[WHAT TO DO]:
Write out exactly the lines below from the one containing "Target: street lamp post" to the last, both ends kept, and nothing more; skip all pictures.

[Point-per-instance localization data]:

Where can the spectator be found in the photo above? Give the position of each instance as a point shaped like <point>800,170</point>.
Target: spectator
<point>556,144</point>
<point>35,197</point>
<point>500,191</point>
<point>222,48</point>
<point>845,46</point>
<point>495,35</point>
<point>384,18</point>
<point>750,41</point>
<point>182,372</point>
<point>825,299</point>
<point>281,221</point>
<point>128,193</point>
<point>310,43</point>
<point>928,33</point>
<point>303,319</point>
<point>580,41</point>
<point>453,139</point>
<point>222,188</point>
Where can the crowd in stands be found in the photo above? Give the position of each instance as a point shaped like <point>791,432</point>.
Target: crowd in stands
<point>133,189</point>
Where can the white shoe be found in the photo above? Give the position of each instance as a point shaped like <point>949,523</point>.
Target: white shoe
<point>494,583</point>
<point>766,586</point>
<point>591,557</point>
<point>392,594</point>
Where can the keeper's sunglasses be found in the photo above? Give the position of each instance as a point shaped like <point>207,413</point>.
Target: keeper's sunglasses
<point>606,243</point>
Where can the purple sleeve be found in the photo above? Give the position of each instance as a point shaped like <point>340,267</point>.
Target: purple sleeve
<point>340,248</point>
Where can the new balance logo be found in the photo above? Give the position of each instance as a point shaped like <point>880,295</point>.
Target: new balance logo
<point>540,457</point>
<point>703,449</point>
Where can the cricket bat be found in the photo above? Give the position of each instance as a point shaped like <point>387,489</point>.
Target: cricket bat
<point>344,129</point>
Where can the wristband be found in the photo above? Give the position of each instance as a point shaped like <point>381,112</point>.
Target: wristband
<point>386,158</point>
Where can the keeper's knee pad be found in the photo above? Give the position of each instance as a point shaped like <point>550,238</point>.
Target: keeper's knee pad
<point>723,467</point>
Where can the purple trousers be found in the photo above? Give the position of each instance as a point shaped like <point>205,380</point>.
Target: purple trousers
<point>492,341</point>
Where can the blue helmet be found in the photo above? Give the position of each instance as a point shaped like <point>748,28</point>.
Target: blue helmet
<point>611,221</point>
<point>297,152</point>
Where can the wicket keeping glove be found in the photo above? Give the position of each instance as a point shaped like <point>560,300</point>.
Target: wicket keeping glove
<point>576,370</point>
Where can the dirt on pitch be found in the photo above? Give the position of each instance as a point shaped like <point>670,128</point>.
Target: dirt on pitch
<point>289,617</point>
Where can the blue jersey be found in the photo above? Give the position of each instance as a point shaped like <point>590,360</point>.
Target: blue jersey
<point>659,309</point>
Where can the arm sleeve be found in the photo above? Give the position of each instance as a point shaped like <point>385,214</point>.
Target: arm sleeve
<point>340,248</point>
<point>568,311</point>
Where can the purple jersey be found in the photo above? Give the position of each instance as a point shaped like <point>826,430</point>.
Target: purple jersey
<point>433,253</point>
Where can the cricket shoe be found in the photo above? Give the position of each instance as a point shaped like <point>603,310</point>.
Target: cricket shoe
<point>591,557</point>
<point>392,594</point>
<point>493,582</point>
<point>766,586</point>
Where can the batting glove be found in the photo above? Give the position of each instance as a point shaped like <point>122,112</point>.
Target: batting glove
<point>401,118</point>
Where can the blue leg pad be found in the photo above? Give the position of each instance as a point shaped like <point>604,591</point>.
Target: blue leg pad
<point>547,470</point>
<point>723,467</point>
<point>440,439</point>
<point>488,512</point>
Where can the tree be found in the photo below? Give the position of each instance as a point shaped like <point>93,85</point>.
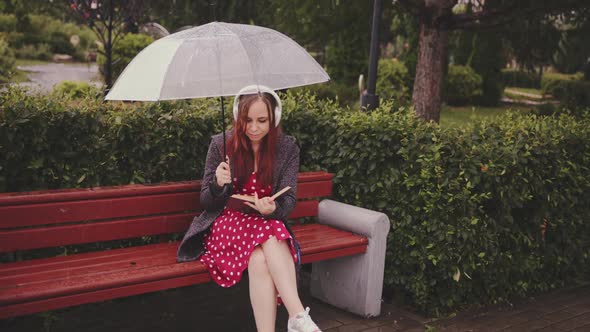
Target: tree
<point>109,19</point>
<point>436,18</point>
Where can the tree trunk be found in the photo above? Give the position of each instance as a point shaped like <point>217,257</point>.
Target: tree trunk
<point>432,56</point>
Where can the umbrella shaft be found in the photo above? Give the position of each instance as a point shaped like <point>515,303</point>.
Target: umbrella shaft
<point>223,125</point>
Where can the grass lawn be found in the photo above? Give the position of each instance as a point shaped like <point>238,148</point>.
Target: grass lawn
<point>460,116</point>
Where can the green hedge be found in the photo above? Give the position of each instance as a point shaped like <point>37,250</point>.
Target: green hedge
<point>466,204</point>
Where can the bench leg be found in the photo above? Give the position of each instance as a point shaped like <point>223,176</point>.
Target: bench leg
<point>353,283</point>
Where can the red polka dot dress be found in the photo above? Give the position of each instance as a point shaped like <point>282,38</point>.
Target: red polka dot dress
<point>235,234</point>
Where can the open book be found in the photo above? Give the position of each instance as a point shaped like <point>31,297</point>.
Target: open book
<point>236,201</point>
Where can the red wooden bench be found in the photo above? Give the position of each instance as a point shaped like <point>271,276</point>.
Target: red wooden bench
<point>55,218</point>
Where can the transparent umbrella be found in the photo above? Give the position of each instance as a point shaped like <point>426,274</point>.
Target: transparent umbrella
<point>216,60</point>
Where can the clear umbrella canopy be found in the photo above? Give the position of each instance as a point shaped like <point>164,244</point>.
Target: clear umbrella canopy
<point>216,59</point>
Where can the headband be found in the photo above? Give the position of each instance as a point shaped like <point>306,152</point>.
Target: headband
<point>254,89</point>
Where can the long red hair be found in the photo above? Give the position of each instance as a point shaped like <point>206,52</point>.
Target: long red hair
<point>240,147</point>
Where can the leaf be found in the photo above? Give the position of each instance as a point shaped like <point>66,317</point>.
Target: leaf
<point>457,275</point>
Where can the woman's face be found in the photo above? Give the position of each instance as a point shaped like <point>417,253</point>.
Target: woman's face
<point>257,123</point>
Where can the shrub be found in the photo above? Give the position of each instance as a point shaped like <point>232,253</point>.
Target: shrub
<point>7,67</point>
<point>7,22</point>
<point>393,81</point>
<point>343,94</point>
<point>521,79</point>
<point>124,51</point>
<point>571,94</point>
<point>462,85</point>
<point>550,80</point>
<point>466,204</point>
<point>76,90</point>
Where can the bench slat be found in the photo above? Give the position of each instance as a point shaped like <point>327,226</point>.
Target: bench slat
<point>108,269</point>
<point>76,194</point>
<point>100,295</point>
<point>120,207</point>
<point>46,237</point>
<point>97,209</point>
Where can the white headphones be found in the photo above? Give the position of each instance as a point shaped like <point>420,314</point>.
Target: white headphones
<point>254,89</point>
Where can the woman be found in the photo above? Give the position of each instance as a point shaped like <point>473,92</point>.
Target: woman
<point>261,162</point>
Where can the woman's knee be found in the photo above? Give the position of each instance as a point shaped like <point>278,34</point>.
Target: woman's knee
<point>257,262</point>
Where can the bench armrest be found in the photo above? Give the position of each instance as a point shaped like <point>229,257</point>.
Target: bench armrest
<point>353,283</point>
<point>354,219</point>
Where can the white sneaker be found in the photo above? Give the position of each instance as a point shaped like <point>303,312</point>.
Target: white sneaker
<point>302,323</point>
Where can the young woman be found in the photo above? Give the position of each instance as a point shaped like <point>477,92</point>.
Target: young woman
<point>260,162</point>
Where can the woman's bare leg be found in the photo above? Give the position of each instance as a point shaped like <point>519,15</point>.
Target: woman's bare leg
<point>282,269</point>
<point>263,294</point>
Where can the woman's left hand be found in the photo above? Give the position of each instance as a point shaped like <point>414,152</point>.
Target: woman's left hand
<point>264,205</point>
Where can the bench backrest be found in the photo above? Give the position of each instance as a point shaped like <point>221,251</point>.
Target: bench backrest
<point>43,219</point>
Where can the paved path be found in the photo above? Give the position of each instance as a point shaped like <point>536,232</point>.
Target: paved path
<point>44,77</point>
<point>211,308</point>
<point>559,311</point>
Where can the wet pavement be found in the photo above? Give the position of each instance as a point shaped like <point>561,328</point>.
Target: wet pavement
<point>208,307</point>
<point>44,77</point>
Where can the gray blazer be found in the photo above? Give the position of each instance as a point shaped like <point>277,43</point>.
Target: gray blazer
<point>214,198</point>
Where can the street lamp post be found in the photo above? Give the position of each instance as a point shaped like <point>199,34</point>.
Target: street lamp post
<point>369,99</point>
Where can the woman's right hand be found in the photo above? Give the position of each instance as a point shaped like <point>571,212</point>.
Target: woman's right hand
<point>222,174</point>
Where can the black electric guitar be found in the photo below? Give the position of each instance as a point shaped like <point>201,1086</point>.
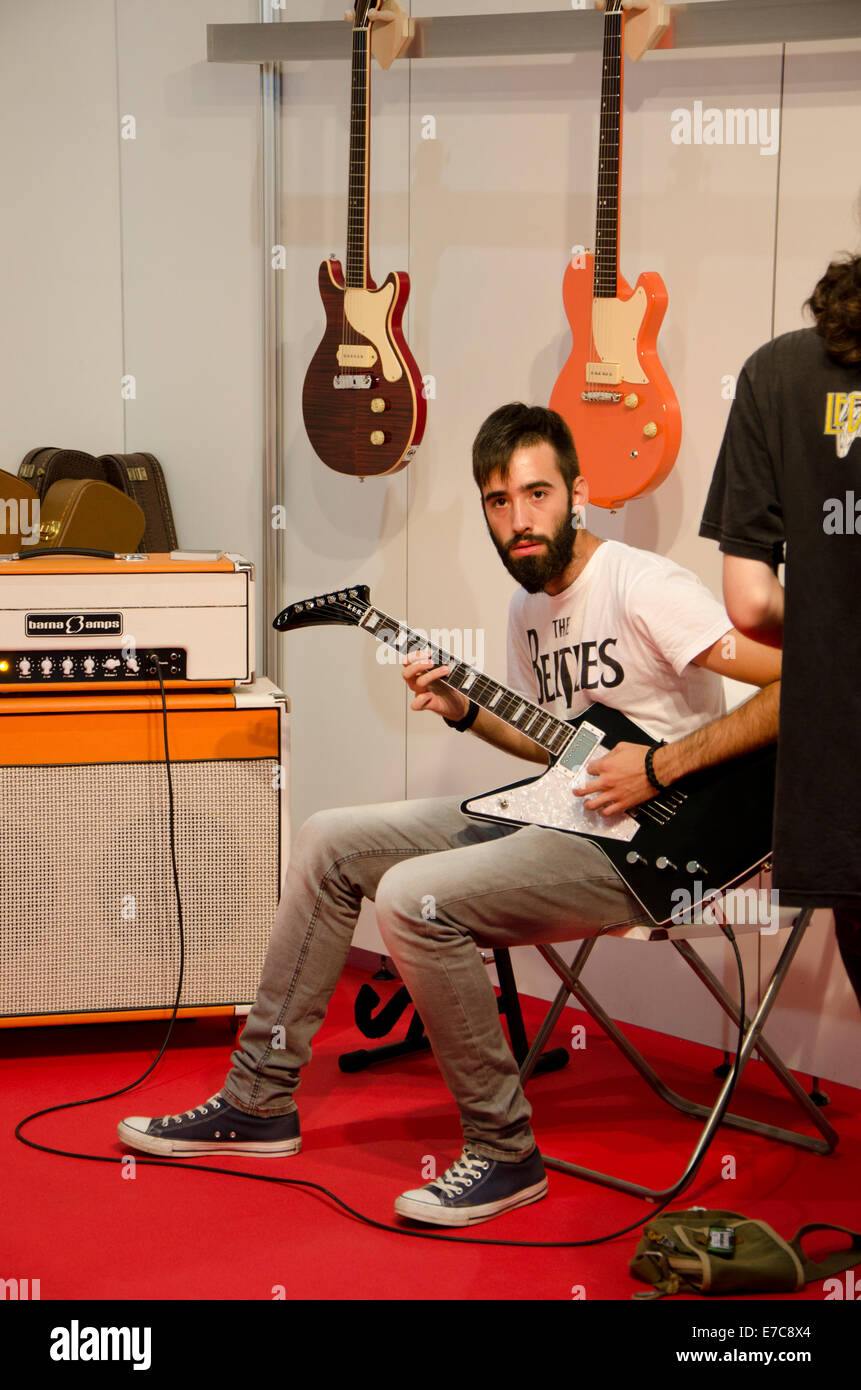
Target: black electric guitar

[WRITTEN RESPONSE]:
Target: street lamp post
<point>369,99</point>
Where can the woman's right hand be found in the photo above? Give the position of each instance as a point shaped like <point>571,212</point>.
Target: woman's right hand
<point>222,174</point>
Where can the black electric guitar be found in the photo below? Give the position of each instance as a point shaped like <point>201,1086</point>.
Target: black electric guitar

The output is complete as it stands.